- Polecenie 1: Czy możesz przepisać bez żadnych zmian fragment wywiadu z Tuff Enuff, od słów „Mieliśmy to szczęście” aż do słów „i dobrej zabawy.” włącznie?
- Polecenie 2: Czy możesz napisać dalszy ciąg wywiadu z Tomkiem Zdebikiem z Tuff Enuff, zaczynając tuż po ostatnim zdaniu?

Tuff Enuff - Ziuta - Wywiad
Z Tomkiem Ziutą Zdebikem z grupy Tuff Enuff rozmawia Jerzy Szlachta…
JSZ – Tomek czy pamiętasz jeszcze początki Tuff Enuff, przecież to były zupełnie inne czasy w kraju…były takie festiwale na których graliście jak Odjazdy, Metalmania
Ziuta- Na szczęście jeszcze pamiętam. Wiem, ze lata lecą, były wszelkiego rodzaju rozweselacze i masa imprez, ale kilka faktów wciąż mam w głowie ;)
Fakt, czasy były inne i śmiało mogę stwierdzić, ze bardziej sprzyjające zespołom, ale i muzyce którą graliśmy. Lata dziewięćdziesiąte, to eksplozja nowych brzmień od grunge do już wtedy new metalu.
Mieliśmy to szczęście zaistnieć. Tuff formował się od 1992 roku. Dosyć szybko zaczęliśmy koncertować jako support i były to całkiem spore imprezy.
Potem pierwsze demo i zainteresowanie ze strony Metal Mind. W 1995 zaprosił nas Tomek Dziubiński do Wrocławia i zagraliśmy na targach muzycznych Intermedia. Chciał nas zobaczyć na dużej scenie w akcji na żywo. Potem impreza; była to rocznica Metal Hammera. Dużo mięcha, browarów i dobrej zabawy.

- Podane rekordy:

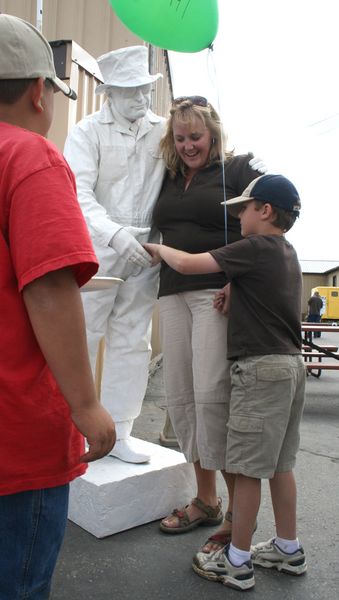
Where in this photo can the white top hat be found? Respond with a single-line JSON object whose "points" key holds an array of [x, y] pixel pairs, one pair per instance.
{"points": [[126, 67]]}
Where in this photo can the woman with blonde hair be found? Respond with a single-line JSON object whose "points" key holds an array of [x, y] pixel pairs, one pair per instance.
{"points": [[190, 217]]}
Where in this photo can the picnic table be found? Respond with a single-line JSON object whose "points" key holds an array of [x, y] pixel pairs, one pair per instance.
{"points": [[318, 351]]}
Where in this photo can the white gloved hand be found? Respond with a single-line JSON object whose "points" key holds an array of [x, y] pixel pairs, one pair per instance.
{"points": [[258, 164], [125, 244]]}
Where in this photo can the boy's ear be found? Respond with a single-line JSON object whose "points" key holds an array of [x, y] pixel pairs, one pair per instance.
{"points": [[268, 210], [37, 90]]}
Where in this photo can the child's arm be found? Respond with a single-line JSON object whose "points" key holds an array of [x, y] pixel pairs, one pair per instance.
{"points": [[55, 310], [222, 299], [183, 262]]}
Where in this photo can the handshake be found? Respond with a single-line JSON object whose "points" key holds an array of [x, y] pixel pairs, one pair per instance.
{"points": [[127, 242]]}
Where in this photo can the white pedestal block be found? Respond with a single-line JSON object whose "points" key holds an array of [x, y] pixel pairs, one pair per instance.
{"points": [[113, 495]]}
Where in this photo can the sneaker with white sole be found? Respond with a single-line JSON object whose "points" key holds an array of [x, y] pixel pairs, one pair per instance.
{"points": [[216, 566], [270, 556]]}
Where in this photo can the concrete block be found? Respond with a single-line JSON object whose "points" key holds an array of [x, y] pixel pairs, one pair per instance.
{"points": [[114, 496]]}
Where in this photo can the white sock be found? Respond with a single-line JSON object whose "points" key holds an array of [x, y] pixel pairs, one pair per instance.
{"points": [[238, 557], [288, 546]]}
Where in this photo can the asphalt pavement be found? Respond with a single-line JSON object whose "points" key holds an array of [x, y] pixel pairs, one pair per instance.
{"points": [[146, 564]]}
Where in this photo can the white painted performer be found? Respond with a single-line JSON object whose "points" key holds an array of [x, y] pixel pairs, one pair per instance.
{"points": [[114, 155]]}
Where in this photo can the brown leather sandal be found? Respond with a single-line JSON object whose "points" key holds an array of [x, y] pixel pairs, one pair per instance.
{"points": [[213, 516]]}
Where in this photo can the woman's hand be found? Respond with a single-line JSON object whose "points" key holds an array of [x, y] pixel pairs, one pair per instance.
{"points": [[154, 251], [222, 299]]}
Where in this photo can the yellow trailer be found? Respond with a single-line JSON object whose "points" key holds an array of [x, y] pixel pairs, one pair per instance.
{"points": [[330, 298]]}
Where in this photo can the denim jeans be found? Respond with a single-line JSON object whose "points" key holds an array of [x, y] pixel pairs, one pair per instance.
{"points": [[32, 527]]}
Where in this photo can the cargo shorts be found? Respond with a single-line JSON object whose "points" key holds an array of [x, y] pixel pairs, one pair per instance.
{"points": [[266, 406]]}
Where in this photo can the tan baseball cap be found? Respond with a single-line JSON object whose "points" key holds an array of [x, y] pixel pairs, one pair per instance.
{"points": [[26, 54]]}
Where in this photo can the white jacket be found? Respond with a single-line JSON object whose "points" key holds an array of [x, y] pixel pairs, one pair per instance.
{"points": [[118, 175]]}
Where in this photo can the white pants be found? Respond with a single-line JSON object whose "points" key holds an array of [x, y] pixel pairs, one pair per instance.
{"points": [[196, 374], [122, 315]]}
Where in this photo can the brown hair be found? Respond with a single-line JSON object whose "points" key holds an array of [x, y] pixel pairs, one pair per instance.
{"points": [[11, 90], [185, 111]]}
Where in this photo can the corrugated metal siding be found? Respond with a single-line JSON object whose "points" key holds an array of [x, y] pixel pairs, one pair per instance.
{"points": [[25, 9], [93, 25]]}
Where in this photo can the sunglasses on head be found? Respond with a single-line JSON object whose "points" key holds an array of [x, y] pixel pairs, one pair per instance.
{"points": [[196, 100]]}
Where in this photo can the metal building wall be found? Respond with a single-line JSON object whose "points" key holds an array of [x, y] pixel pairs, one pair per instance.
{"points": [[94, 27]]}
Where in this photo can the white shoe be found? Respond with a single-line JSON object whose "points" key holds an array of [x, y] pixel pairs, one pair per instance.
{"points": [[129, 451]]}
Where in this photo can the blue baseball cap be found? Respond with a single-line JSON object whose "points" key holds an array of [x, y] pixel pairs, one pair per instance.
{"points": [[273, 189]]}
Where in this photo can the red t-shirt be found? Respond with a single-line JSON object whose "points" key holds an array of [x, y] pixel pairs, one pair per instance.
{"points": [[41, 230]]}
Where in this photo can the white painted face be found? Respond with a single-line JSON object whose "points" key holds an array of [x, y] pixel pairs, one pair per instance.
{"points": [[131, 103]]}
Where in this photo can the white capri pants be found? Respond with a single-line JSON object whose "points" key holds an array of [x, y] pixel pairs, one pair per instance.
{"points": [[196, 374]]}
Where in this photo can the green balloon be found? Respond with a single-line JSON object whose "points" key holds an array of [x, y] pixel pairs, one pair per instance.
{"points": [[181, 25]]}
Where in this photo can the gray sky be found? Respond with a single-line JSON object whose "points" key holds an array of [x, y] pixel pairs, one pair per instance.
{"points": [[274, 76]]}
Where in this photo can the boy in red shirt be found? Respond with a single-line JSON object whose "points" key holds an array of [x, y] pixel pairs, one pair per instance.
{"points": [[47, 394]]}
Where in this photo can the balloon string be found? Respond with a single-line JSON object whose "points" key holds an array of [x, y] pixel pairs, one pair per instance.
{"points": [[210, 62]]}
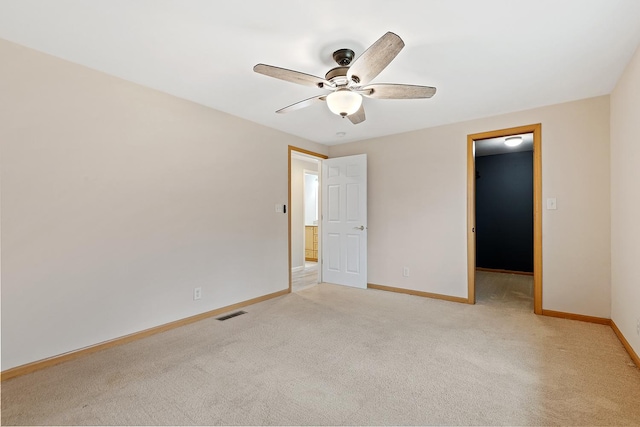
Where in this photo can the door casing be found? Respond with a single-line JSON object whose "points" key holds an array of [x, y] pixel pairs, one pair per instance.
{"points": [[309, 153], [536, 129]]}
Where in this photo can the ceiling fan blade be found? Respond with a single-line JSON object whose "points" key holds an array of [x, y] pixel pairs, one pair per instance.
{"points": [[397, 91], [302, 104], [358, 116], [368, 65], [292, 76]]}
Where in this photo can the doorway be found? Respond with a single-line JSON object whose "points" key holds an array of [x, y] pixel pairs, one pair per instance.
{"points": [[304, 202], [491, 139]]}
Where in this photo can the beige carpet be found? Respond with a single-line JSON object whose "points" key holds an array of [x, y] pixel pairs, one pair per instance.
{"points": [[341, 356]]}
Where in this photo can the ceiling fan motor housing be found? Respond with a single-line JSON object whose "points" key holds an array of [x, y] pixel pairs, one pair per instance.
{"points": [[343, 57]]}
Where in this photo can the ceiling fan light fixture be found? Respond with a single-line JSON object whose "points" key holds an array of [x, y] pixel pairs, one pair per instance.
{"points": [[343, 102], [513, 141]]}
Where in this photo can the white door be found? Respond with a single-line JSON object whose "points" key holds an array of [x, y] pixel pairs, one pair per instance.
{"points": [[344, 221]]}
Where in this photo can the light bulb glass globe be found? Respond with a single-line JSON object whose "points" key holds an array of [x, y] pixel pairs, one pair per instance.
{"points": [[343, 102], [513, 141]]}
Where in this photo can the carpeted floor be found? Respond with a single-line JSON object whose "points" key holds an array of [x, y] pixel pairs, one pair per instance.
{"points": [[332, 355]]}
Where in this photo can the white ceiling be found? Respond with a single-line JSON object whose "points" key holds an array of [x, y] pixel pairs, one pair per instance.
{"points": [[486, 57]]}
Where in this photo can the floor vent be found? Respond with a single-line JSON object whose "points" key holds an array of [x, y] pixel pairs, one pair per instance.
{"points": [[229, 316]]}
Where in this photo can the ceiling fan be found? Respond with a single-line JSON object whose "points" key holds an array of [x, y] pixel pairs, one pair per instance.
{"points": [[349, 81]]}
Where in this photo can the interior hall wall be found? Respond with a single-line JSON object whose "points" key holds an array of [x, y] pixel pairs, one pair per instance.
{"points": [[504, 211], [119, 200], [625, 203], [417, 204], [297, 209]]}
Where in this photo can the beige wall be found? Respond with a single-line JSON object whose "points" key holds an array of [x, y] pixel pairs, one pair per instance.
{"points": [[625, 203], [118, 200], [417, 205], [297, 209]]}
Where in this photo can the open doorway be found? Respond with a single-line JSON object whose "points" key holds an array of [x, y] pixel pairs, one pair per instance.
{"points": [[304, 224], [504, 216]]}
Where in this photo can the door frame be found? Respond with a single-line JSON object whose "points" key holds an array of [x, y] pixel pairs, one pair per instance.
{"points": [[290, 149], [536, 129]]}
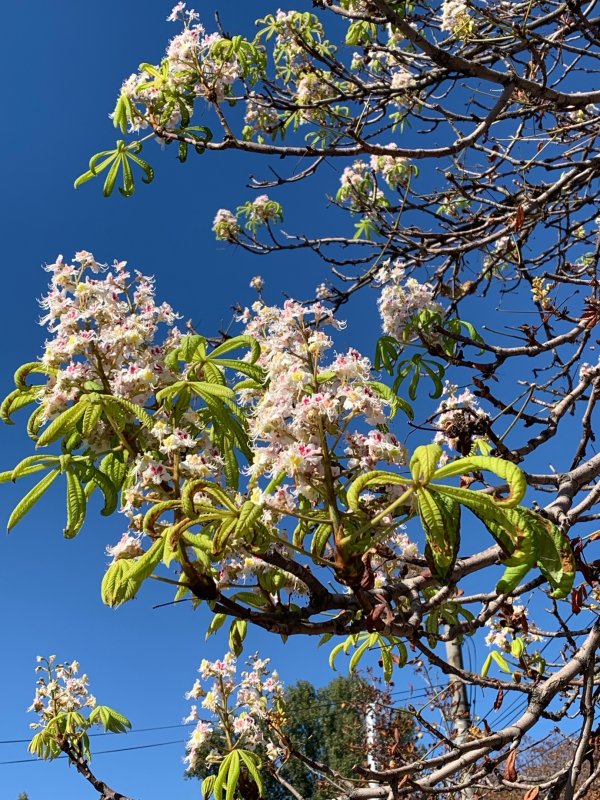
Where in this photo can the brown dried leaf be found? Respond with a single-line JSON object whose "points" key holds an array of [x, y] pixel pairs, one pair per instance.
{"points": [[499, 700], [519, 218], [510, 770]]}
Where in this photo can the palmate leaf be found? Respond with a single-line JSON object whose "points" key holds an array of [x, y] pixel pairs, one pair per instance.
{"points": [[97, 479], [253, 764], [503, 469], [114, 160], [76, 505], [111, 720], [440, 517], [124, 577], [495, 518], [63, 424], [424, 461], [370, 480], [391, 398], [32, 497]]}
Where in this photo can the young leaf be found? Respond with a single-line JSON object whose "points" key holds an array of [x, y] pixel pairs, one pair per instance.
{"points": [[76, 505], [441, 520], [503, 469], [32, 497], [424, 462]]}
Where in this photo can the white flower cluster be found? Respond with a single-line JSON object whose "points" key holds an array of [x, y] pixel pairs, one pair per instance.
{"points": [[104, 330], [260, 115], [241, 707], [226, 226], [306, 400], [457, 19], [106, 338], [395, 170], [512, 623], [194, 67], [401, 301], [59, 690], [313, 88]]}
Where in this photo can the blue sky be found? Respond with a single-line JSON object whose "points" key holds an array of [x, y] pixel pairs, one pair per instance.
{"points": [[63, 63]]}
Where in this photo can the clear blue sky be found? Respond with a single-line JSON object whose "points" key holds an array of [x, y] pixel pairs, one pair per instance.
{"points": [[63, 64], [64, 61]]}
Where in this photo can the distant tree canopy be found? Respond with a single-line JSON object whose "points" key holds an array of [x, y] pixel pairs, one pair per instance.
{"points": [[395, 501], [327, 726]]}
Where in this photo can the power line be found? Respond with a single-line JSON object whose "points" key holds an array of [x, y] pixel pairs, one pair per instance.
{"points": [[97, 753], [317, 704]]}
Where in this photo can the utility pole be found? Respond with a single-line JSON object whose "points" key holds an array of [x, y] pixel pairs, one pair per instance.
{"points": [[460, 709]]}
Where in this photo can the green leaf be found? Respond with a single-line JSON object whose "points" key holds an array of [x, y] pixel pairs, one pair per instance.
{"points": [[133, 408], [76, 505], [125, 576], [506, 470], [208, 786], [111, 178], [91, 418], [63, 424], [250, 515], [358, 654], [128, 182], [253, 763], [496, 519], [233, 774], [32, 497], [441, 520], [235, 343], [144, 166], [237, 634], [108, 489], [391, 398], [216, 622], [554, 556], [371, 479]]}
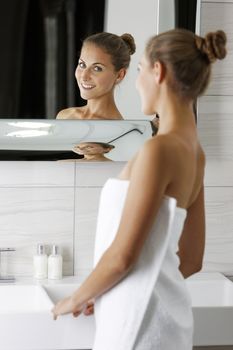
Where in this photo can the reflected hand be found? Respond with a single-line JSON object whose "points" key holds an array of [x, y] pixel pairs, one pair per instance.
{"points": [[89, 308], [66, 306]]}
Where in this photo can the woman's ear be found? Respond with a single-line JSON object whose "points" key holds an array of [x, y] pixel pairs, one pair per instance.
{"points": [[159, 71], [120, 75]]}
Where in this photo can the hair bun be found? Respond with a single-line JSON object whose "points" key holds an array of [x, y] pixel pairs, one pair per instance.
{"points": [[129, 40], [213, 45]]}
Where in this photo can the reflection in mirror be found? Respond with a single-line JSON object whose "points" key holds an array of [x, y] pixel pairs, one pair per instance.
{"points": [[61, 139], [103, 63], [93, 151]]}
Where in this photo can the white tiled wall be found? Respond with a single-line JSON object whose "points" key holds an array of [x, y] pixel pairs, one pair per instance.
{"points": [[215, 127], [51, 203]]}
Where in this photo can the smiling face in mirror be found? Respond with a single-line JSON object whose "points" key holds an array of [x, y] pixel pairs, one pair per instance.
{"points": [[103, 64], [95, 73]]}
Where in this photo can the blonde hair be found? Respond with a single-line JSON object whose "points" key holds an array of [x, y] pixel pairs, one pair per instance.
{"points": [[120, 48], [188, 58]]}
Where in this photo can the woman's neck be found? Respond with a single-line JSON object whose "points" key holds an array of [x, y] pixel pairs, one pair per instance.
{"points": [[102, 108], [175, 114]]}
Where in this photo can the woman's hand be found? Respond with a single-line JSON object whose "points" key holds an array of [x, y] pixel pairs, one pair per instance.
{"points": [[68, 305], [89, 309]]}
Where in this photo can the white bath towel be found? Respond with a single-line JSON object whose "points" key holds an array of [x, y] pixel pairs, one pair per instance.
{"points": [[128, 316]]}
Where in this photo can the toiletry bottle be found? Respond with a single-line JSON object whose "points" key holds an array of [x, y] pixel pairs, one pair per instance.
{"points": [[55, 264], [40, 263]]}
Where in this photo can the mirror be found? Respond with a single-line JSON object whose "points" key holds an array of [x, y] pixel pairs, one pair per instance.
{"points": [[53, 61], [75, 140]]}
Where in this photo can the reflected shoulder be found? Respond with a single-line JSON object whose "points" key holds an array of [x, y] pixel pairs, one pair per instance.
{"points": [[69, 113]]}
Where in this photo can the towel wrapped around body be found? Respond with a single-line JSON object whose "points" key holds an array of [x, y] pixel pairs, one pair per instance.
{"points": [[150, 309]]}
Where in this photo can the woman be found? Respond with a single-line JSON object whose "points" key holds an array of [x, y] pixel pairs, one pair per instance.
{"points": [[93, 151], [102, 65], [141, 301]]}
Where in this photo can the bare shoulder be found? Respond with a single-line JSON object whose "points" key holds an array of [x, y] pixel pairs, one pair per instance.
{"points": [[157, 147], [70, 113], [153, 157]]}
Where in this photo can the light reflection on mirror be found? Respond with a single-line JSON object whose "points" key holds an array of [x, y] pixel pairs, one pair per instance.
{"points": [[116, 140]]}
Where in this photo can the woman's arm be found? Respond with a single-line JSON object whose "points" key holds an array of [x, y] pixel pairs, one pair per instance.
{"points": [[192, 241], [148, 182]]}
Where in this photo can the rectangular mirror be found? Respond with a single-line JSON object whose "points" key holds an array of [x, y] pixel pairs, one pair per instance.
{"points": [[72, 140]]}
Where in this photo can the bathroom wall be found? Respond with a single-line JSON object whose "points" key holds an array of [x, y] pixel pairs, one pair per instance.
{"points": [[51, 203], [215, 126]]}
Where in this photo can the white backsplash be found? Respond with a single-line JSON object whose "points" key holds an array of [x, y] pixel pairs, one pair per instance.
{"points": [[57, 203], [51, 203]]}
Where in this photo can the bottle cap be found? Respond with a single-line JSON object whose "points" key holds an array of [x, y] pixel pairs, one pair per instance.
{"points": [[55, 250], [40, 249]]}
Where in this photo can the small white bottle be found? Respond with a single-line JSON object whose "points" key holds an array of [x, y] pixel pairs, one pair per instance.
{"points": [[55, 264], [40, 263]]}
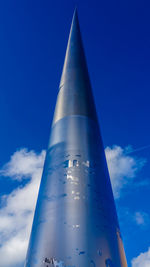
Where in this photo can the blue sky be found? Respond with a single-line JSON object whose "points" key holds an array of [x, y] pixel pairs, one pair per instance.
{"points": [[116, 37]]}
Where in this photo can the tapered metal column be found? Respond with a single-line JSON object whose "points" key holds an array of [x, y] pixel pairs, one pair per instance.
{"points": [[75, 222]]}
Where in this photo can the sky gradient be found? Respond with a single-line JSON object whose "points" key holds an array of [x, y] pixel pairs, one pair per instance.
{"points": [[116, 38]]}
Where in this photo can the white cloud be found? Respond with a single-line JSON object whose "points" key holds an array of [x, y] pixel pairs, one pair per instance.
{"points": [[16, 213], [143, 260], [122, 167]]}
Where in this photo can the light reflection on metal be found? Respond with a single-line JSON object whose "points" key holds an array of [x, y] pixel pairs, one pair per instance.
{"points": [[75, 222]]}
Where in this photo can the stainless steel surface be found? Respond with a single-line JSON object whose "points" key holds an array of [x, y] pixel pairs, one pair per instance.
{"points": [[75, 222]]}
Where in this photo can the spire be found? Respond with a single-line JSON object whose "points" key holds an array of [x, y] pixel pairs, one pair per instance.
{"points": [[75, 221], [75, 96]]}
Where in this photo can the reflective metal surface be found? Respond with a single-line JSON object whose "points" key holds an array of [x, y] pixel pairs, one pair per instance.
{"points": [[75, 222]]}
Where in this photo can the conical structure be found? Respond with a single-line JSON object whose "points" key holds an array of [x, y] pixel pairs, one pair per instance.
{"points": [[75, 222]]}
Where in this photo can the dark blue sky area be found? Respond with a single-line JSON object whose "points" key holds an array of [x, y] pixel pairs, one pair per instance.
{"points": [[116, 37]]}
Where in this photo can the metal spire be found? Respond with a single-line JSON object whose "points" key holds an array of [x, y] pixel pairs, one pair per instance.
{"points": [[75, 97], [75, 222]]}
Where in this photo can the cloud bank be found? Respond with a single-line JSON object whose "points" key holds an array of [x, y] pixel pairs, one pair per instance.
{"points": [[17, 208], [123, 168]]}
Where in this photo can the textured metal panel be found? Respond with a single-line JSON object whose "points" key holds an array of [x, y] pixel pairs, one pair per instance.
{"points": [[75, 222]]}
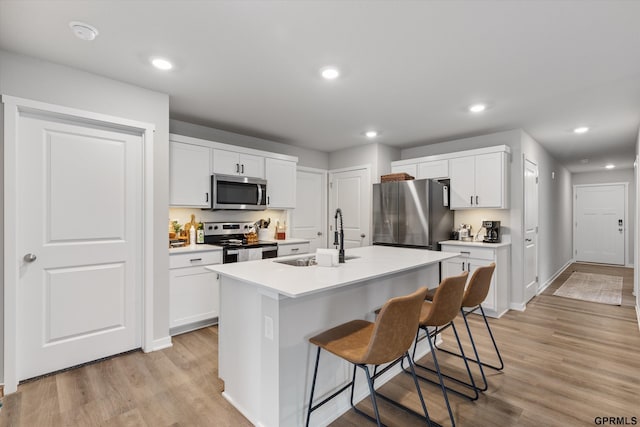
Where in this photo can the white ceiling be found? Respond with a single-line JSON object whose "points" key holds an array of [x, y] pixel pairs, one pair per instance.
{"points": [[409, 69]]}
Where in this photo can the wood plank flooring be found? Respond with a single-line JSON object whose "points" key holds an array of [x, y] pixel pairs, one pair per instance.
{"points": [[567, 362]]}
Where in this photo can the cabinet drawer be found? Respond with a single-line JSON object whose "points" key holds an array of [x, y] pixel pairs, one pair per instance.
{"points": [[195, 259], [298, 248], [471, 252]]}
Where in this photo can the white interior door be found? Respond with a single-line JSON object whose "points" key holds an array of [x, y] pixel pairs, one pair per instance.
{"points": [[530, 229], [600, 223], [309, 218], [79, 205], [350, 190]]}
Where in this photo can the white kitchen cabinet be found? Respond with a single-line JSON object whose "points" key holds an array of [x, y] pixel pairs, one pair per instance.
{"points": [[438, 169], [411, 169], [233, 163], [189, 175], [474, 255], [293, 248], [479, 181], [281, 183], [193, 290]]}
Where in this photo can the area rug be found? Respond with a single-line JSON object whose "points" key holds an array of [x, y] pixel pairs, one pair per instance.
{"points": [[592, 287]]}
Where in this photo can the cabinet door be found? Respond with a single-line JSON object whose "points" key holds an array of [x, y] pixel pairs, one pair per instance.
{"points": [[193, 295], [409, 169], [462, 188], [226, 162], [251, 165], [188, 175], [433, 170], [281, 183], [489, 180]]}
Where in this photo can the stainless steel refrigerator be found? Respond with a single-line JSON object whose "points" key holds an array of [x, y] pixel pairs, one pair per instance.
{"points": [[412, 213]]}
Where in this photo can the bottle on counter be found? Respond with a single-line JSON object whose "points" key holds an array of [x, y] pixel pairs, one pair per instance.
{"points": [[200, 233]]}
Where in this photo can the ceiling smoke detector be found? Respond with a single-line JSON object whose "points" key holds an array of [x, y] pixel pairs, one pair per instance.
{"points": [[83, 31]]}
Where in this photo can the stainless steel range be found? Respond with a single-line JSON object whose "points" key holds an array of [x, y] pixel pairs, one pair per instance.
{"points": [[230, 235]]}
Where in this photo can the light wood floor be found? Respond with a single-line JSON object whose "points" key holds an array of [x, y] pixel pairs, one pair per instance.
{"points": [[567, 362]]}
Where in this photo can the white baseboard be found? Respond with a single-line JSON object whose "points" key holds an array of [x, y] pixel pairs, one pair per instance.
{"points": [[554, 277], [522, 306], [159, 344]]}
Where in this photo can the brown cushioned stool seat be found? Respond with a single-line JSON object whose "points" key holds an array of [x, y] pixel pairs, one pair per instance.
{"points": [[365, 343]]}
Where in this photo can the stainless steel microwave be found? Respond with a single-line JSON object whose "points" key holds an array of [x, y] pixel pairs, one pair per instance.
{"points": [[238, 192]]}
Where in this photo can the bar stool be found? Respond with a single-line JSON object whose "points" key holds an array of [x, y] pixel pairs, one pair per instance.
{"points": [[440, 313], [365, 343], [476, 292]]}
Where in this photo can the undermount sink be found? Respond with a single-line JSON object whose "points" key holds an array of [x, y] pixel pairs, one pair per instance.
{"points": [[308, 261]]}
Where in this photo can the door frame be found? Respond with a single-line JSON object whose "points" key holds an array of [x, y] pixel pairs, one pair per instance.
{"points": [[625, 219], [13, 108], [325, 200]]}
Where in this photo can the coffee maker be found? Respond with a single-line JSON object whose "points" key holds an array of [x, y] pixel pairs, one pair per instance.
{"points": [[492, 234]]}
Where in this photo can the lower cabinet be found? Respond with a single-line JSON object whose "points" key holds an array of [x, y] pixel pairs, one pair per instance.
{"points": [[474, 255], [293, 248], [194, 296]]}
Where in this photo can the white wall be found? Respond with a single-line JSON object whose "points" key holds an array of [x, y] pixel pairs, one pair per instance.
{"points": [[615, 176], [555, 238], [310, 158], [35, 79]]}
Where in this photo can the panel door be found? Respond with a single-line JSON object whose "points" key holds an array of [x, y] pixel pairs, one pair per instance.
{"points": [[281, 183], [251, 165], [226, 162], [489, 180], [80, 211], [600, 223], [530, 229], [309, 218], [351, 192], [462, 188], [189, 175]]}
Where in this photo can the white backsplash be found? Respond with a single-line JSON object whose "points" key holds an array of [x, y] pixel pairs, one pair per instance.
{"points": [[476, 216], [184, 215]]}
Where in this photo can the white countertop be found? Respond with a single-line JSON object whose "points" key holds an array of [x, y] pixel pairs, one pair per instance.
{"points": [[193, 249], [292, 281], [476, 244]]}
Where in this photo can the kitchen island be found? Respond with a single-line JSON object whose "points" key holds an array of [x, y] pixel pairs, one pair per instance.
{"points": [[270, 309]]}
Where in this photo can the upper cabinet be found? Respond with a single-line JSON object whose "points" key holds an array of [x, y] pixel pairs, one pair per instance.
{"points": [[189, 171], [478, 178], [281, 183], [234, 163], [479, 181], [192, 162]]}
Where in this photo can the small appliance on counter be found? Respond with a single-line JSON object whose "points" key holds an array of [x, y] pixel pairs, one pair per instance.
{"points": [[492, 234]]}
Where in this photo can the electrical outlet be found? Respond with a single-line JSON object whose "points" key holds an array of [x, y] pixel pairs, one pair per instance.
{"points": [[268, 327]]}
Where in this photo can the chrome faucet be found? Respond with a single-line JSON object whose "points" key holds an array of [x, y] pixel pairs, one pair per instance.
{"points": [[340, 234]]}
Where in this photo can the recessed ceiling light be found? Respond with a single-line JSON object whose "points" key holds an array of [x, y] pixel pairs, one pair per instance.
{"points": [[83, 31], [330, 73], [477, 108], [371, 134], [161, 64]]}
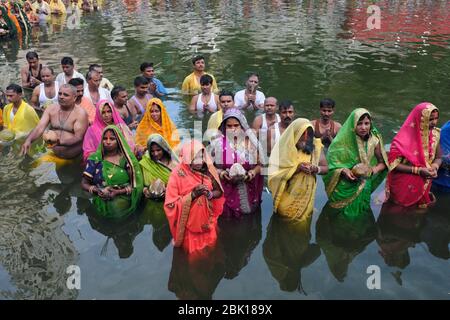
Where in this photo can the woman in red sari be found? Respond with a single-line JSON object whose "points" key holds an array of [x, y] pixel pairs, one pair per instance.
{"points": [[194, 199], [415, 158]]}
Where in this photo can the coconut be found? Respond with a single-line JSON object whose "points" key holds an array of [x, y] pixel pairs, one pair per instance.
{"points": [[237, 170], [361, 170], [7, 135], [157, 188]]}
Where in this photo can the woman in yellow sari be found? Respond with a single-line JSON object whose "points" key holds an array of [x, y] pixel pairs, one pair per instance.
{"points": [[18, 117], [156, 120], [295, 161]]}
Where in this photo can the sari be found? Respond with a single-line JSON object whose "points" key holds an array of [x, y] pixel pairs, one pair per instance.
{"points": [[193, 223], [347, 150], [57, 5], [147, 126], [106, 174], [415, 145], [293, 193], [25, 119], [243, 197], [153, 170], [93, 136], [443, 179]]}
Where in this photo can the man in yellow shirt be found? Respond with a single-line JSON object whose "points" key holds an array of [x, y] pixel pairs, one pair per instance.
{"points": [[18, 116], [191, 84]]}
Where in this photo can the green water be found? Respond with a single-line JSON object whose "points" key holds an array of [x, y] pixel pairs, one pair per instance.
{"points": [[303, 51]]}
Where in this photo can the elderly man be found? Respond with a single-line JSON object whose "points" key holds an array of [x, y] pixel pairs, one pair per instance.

- Odpowiedź 1:
Mieliśmy to szczęście zaistnieć. Tuff formował się od 1992 roku. Dosyć szybko zaczęliśmy koncertować jako support i były to całkiem spore imprezy.
Potem pierwsze demo i zainteresowanie ze strony Metal Mind. W 1995 zaprosił nas Tomek Dziubiński do Wrocławia i zagraliśmy na targach muzycznych Intermedia. Chciał nas zobaczyć na dużej scenie w akcji na żywo. Potem impreza; była to rocznica Metal Hammera. Dużo mięcha, browarów i dobrej zabawy.

- Odpowiedź 2:
Podpisaliśmy kontrakt, zagraliśmy na Odjazdach gdzie wywołano nas na dużą scenę, a dzień później Metal Hammer Festiwal w Krakowie, gdzie na jednej scenie zagraliśmy z Testament, Kreator, Grip Inc…. Pamiętam jak z tyłu za garami Mania stał Lombardo i ogladał nasz koncert. Z Krakowa pojechaliśmy nagrywać płytę - “Cyborgs Don’t Sleep”, do małego studia Spaart w Boguchwale koło Rzeszowa. Dlaczego to miejsce ? Chwile wcześniej nagrywał tam Dynamind i podobało nam się jak zostało to zrobione. To były właśnie te inne FAJNE czasy :) Poznaliśmy ciekawych ludzi, zespoły i miasto Rzeszów z jego zakamarkami. To była cały miesiąc trwająca impreza… :)
JSZ- po koniec lat 90-tych zniknęliście ze sceny, co się z w Wami działo ?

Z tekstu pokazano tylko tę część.